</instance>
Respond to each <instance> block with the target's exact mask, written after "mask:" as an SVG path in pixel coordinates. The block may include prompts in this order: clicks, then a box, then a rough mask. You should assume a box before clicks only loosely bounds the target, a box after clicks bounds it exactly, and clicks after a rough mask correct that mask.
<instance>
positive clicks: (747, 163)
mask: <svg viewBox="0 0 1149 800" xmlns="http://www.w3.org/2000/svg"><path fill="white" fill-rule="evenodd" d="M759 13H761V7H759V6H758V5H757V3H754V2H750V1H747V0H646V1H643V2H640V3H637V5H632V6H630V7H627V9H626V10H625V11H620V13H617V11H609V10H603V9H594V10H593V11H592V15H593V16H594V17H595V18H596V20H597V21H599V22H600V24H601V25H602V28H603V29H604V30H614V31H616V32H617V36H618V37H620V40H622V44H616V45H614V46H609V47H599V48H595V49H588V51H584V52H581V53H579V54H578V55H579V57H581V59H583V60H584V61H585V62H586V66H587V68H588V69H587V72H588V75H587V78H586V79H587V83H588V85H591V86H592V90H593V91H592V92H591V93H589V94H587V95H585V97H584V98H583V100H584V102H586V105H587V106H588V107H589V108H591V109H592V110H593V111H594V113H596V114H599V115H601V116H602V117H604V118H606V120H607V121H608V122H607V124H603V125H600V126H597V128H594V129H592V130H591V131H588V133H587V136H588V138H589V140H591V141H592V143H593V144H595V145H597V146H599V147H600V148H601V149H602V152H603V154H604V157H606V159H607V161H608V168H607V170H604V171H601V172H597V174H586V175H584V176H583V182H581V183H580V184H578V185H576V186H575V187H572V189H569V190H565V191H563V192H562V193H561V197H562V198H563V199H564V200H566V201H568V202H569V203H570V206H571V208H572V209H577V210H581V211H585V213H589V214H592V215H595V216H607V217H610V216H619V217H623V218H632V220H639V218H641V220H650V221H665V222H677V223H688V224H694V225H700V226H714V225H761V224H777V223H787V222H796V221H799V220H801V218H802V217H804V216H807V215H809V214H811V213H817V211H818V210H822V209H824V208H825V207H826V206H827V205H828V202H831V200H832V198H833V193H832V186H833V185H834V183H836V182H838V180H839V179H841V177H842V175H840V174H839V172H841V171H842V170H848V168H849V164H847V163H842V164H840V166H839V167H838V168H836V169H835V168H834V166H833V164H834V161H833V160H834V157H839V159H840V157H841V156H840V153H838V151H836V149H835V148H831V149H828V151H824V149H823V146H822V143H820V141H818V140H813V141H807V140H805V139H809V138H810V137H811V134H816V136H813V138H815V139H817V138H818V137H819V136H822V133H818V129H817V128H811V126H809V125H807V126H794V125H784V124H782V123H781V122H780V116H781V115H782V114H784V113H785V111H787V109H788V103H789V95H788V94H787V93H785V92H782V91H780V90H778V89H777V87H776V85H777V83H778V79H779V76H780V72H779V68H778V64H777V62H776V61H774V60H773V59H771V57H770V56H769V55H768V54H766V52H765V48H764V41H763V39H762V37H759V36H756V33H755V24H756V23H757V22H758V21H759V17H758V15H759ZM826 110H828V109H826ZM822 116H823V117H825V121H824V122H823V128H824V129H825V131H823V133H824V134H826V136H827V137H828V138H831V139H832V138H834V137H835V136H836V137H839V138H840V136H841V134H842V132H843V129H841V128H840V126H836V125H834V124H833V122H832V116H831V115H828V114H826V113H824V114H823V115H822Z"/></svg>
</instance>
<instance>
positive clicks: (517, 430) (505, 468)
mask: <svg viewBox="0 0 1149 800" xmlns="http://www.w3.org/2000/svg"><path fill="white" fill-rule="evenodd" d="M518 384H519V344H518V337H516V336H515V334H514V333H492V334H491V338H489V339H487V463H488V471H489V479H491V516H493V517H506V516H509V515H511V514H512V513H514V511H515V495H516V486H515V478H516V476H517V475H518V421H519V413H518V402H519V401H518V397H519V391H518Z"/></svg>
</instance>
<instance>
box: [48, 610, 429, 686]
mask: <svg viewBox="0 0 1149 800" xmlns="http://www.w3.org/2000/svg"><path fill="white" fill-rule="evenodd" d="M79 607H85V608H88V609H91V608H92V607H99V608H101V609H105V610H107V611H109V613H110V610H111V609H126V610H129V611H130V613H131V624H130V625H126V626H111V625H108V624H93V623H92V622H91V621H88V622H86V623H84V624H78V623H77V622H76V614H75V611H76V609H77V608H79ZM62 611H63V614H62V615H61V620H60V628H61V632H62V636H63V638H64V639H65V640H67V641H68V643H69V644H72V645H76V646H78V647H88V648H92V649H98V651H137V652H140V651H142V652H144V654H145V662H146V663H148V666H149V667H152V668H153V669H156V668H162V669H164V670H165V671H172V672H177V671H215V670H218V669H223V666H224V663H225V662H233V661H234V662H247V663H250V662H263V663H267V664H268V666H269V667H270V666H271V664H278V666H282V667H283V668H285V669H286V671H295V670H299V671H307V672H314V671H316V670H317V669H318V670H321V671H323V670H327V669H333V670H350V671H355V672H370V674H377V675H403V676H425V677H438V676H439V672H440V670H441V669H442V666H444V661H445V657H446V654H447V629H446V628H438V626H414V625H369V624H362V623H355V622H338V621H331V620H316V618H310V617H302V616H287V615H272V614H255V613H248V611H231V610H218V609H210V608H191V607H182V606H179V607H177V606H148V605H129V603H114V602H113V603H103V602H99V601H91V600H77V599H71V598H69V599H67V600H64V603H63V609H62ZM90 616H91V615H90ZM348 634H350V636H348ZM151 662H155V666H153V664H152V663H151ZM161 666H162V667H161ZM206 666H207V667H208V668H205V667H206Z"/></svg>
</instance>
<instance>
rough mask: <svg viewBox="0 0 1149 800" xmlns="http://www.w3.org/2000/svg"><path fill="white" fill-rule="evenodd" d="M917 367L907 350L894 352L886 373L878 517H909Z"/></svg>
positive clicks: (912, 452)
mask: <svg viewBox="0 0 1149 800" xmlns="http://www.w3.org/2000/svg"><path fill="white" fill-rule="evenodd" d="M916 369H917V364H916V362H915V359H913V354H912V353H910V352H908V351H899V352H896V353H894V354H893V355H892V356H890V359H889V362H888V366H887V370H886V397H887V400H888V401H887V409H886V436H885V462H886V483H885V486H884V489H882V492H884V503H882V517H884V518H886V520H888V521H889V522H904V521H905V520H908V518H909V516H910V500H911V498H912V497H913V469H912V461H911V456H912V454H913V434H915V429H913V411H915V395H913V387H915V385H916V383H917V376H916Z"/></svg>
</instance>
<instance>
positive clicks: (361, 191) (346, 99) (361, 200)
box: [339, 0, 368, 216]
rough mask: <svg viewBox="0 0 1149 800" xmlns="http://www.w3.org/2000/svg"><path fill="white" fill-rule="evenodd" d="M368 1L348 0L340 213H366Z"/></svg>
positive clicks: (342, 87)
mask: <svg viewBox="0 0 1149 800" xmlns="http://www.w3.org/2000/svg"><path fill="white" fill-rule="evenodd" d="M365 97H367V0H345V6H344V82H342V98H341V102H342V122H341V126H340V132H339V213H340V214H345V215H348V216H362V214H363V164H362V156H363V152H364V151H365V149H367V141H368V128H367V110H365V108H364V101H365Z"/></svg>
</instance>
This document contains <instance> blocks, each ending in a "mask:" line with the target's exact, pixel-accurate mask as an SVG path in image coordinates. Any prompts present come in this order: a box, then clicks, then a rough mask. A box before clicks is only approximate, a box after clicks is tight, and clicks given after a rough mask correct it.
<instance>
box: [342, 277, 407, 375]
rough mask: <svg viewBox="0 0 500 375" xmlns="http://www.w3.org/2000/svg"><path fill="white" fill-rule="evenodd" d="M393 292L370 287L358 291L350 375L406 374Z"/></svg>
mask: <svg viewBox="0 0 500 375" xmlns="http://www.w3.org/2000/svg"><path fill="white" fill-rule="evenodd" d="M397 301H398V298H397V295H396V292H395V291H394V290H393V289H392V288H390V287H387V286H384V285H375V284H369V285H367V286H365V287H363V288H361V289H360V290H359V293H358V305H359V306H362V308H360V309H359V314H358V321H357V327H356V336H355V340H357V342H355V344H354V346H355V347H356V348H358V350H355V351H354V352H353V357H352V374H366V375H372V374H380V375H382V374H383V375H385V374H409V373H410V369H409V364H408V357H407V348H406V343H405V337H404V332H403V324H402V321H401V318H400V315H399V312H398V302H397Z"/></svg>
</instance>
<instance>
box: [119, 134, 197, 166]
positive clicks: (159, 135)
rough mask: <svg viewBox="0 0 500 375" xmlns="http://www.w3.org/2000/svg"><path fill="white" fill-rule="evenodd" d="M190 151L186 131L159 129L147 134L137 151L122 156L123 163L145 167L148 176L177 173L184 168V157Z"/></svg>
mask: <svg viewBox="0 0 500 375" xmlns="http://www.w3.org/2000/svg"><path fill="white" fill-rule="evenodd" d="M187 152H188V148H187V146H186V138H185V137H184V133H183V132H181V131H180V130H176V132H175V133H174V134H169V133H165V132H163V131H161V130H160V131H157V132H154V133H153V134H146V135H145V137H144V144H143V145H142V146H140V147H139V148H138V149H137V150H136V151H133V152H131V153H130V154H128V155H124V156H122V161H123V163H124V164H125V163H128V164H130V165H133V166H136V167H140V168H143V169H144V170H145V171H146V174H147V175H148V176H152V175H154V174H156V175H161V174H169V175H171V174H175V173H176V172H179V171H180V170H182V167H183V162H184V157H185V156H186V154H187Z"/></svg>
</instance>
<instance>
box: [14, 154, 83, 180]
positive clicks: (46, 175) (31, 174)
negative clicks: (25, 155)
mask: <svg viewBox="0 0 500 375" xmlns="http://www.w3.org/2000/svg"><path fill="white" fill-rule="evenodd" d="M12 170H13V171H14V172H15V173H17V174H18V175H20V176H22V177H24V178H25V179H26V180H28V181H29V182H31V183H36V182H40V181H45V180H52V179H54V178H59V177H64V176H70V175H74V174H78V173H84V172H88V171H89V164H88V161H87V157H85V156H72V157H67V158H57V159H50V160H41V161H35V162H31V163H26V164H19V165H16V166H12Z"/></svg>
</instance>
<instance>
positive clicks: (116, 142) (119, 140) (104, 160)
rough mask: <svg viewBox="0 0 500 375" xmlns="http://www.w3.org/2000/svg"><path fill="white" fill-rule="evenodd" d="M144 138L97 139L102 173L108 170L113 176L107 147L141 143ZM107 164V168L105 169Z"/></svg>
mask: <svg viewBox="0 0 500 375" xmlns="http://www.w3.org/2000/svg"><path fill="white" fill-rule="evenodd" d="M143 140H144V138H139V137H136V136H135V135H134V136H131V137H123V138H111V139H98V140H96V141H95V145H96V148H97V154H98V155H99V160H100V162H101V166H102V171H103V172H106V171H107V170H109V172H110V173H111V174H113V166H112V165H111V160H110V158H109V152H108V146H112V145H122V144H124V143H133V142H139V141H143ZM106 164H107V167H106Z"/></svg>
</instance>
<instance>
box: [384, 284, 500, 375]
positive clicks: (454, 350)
□ □ □ □
* [To do]:
From the first line up to and including the line with "positive clicks: (747, 163)", write the lines out again with "prompts" replaced by "cues" and nothing else changed.

* [Result]:
</instance>
Respond to each <instance> block with the target's exact mask, written after "mask:" as an SVG path in pixel coordinates. The block may include cues in this order: clicks, then a box, then a rough mask. You should assume a box before clicks only loosely bounds the target, a box after clicks bounds it exactly, and clicks after a rough mask correct that mask.
<instance>
positive clicks: (747, 163)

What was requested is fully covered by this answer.